## What the task asks
Lay out the lines below as a Markdown table with two columns, Row and Line, numbering the rows in order and skipping blank lines.

## Items
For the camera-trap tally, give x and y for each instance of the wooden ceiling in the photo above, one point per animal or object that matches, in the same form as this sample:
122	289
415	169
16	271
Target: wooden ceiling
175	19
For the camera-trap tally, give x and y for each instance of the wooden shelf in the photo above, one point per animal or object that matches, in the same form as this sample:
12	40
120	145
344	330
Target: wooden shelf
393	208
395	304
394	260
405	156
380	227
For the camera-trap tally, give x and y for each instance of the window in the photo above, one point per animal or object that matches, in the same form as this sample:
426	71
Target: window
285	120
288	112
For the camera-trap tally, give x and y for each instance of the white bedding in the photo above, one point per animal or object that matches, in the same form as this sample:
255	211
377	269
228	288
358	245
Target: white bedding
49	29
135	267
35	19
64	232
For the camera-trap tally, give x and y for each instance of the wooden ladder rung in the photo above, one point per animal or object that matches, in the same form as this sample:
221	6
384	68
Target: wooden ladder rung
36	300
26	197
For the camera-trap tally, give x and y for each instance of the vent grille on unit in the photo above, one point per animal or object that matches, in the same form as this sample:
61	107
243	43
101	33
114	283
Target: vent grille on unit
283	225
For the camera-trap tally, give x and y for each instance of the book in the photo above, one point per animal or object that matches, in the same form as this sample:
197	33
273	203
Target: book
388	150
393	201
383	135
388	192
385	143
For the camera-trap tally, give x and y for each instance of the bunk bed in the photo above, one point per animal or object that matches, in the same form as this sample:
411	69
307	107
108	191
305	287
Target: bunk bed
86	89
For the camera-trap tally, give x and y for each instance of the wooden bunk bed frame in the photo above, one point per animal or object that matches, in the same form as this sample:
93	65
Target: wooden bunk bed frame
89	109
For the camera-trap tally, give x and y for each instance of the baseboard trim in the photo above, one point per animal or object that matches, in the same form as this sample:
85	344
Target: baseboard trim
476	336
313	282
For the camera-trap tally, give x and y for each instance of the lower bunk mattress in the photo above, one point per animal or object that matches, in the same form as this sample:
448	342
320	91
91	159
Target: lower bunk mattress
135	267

## Output
| Row | Line |
|---|---|
| 1 | For the camera-trap tally, give x and y for each instance of the wooden ceiling in the photo above, one point per animal or object that matches, in the same form as this sample: |
| 2 | 122	289 |
| 3 | 415	169 |
| 4 | 16	271 |
| 5 | Target: wooden ceiling |
| 6 | 175	19 |
| 7 | For the camera-trap tally, give x and y for each instance of the wooden shelf in the photo above, one point per animal or object that matches, in the same form as this sample: |
| 8 | 12	40 |
| 9 | 120	145 |
| 10 | 344	330 |
| 11 | Target: wooden shelf |
| 12 | 393	208 |
| 13 | 395	304 |
| 14 | 394	260 |
| 15 | 405	156 |
| 16 | 380	227 |
| 17 | For the camera-trap tally, give x and y for each instance of the window in the photo above, one point per animal or object that matches, in the same form as this sample: |
| 18 | 426	71 |
| 19 | Target: window |
| 20 | 285	120 |
| 21 | 288	112 |
| 22 | For the camera-trap tally, give x and y for each instance of the white bedding in the photo above, one point per animal or object that matches, in the same form as this sample: |
| 23 | 255	211 |
| 24 | 377	269 |
| 25 | 228	288 |
| 26 | 358	245 |
| 27 | Target: white bedding |
| 28 | 49	29 |
| 29 | 135	267 |
| 30 | 35	19 |
| 31 | 64	232 |
| 32 | For the camera-trap tally, give x and y for each instance of the wooden ladder rung in the photo above, one point per animal or object that matches, in the same form as this sample: |
| 33 | 221	6 |
| 34 | 384	68 |
| 35 | Target: wooden ladder rung |
| 36 | 36	300 |
| 37 | 26	197 |
| 38 | For the camera-trap tally, give x and y for each instance of the vent grille on unit in the photo above, one point per animal or object that matches, in the same form as this sample: |
| 39 | 61	107 |
| 40 | 243	43 |
| 41 | 101	33 |
| 42 | 114	283 |
| 43 | Target: vent grille on unit |
| 44 | 283	225 |
| 45 | For the camera-trap tally, give x and y for each instance of the book in the photo above, one point per animal or object that matches, in the same form as this sample: |
| 46 | 197	33 |
| 47 | 273	203 |
| 48 | Target: book |
| 49 | 388	150 |
| 50 | 393	201 |
| 51 | 383	135 |
| 52 | 388	192 |
| 53 | 385	143 |
| 54 | For the camera-trap tally, give x and y for each instance of the bunk bed in the photo above, one point per animal or object that matches, in the same form as this sample: |
| 55 | 411	69 |
| 56 | 307	107 |
| 57 | 108	191 |
| 58 | 305	287 |
| 59 | Target: bunk bed |
| 60 | 86	89 |
| 61 | For the camera-trap tally, give x and y for each instance of the wooden bunk bed frame in the photo above, one point per animal or object that matches, in the same form as this sample: |
| 62 | 93	65 |
| 63 | Target: wooden bunk bed frame |
| 64 | 89	109 |
| 65 | For the camera-trap tally, give x and y for each instance of the baseboard trim in the photo above, one point per animal or object that matches, in the same form as this sample: |
| 66 | 85	344 |
| 67 | Target: baseboard trim |
| 68 | 476	336 |
| 69 | 313	282 |
| 70 | For the camera-trap tally, give x and y for each instance of the lower bunk mattress in the photo above, one point per animal or object that matches, in the same form as this sample: |
| 71 | 448	342 |
| 72 | 320	91 |
| 73 | 91	159 |
| 74 | Target: lower bunk mattress |
| 75 | 135	267 |